>> START EXERCISE INPUTS
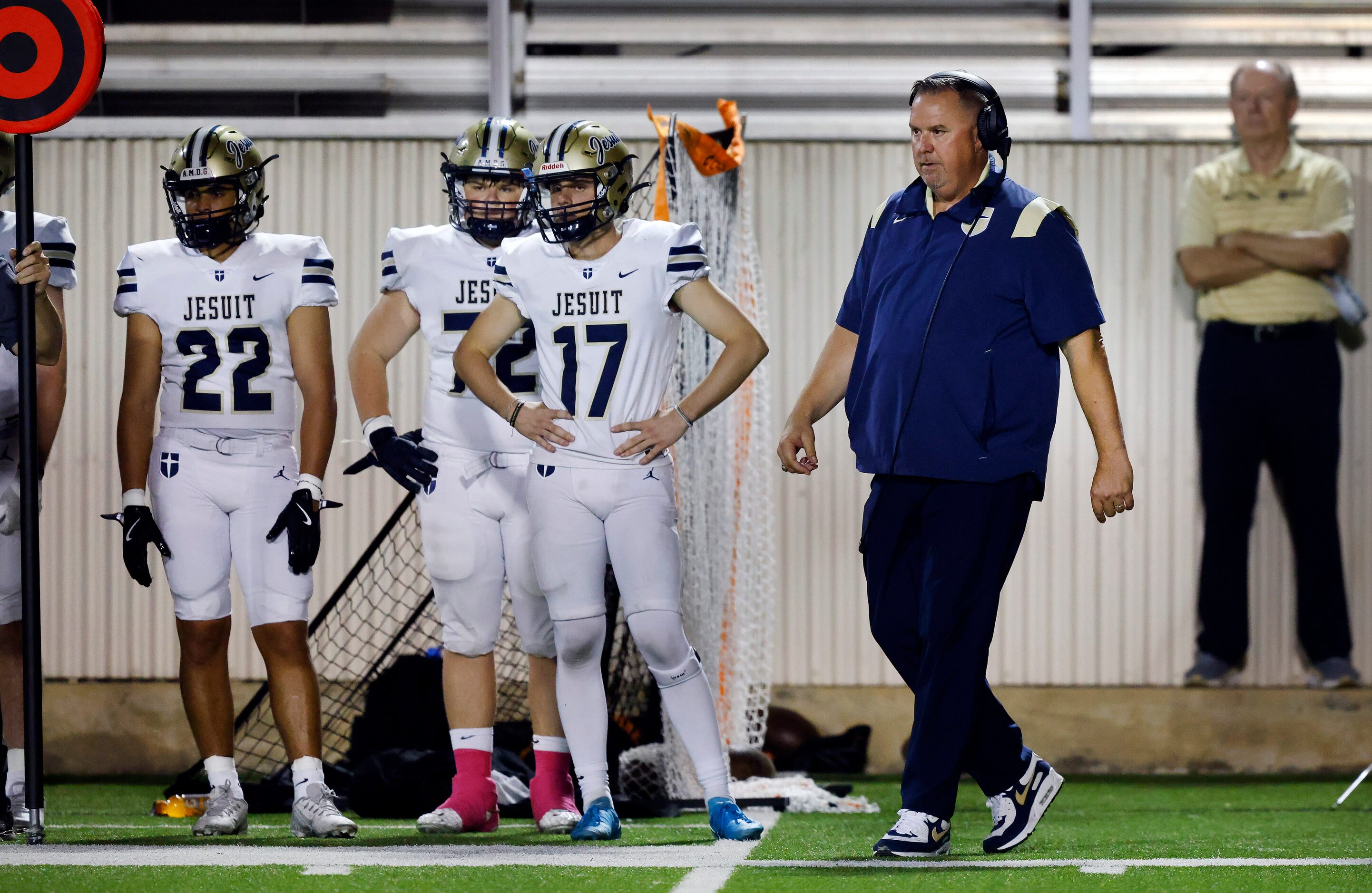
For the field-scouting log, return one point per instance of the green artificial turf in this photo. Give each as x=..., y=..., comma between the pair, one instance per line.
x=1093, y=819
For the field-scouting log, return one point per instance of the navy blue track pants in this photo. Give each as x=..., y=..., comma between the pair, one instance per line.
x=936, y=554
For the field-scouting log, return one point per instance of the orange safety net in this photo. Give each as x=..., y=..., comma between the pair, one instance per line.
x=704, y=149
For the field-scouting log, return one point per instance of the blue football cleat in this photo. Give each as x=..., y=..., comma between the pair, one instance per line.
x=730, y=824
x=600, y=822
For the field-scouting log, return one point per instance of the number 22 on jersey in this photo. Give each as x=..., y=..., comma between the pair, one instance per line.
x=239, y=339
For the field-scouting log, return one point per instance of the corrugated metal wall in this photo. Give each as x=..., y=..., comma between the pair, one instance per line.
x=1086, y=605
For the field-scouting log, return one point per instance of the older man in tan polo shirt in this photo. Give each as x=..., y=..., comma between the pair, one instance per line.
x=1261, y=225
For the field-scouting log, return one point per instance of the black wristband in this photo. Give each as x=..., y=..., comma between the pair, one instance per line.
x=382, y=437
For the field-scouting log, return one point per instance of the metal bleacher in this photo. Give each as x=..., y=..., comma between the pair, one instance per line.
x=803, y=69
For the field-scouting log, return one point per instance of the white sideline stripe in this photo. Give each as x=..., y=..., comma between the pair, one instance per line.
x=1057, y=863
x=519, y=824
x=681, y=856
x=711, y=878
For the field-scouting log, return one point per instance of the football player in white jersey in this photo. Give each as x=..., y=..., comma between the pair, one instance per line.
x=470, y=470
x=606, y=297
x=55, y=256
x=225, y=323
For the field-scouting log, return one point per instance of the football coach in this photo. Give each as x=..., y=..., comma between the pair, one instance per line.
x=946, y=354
>> END EXERCISE INPUTS
● **TASK TO CARRY OUT**: Can you copy all of the entries above word for word, leaving out the pictures?

● **RESULT BELOW**:
For the field-scouting log, return one point per instance of the green artificial turf in this photo. Give each as x=..., y=..., comma between the pair, one instance per line.
x=1093, y=819
For the field-scouting log, return one point per instance of the navy blue track pants in this photo. Give each as x=..., y=..., comma between the pair, one instance per line.
x=936, y=554
For the field-scouting log, return one point per instance of the orange safety net in this photo. Give each as x=..., y=..., comma between the pair, one instance per line.
x=704, y=149
For the field-scouting log, return one point per instance of the blue football cleat in this photo. Give each as x=..., y=..., comma between the pair, one instance per line.
x=730, y=824
x=600, y=822
For the field-scouting log, return one point per instance of the number 22 on jersey in this photo. Give each as x=..., y=..., comma between the pair, one instance per line.
x=239, y=339
For the field-scouting log, return one point per instance of the corrugated metal wall in this photo. Give each as x=..., y=..., comma between the pair, one instance per line.
x=1086, y=605
For the field-scouting log, return one point per instance of the older man in tan polo shirt in this photo. Give each as x=..., y=..., comma between the pair, one instance per line.
x=1261, y=225
For the field-scouting log, return one point per instance of the black wristband in this photo. Give each as x=..., y=..., comma between the pair, one instance per line.
x=382, y=437
For the field-scouting log, return one point per instance of the metal bleacher in this photo. Give each as x=..., y=..., comma between the pair, one instance per line.
x=803, y=69
For the field-scouting log, return one point per instance of the white sideline stripe in this photo. Give each as x=..., y=..., comma between the pair, one instance per line.
x=1057, y=863
x=519, y=824
x=681, y=856
x=711, y=878
For the field-scouting log, return one point per instance of the football player in white jersey in this photo. Give each as x=..., y=..., comma between the pair, one instance per line.
x=470, y=470
x=606, y=297
x=55, y=256
x=225, y=323
For the field-scouting log, return one point per instance of the football coach in this photo. Give each as x=..., y=..., comma between the pair, one instance per line.
x=946, y=354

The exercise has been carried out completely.